TASK INPUT ▸
============
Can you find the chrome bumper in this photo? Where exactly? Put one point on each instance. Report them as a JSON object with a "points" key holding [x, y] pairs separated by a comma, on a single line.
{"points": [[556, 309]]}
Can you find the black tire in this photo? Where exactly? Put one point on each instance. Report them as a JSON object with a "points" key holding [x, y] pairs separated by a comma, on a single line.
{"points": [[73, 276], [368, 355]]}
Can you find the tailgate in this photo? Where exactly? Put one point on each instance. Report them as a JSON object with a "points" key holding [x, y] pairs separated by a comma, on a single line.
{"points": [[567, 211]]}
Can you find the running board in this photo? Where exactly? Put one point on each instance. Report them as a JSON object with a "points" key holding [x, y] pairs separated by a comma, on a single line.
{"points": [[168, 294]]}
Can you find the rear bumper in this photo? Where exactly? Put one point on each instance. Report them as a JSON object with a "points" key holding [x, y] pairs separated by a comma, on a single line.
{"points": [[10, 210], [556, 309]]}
============
THE TASK ▸ Return the full data, every line of it, with nothing altered.

WRITTEN SOLUTION ▸
Can you find the chrome bumper in this photo? Where exactly? Put one point on each instance. Report them as a JSON object with a "points" key holding [x, y] pairs separated by a comma, on a single line.
{"points": [[556, 309]]}
Can you find the black tire in this photo? Where exactly? Put one point on each instance. Report them as a JSON object with a "points" key holding [x, y] pairs separated by a comma, on a single line.
{"points": [[73, 276], [368, 355]]}
Can you find the tailgate in this photo? Where exactly? Put one point on each instance. Report them as a JSON object with a "points" key holding [x, y] pairs separated by a comma, on a single line.
{"points": [[567, 211]]}
Can you find the running board in this photo? Where exactly? Put one point on each instance. Report them as a JSON object with a "points" key holding [x, y] pairs separated by a comma, on a single line.
{"points": [[168, 294]]}
Can you find the rear bumper in this photo? Where exactly? Put one point on each instance. Report them as a JSON object with a "points" key holding [x, y] pairs separated by a comma, on a single line.
{"points": [[10, 210], [556, 309]]}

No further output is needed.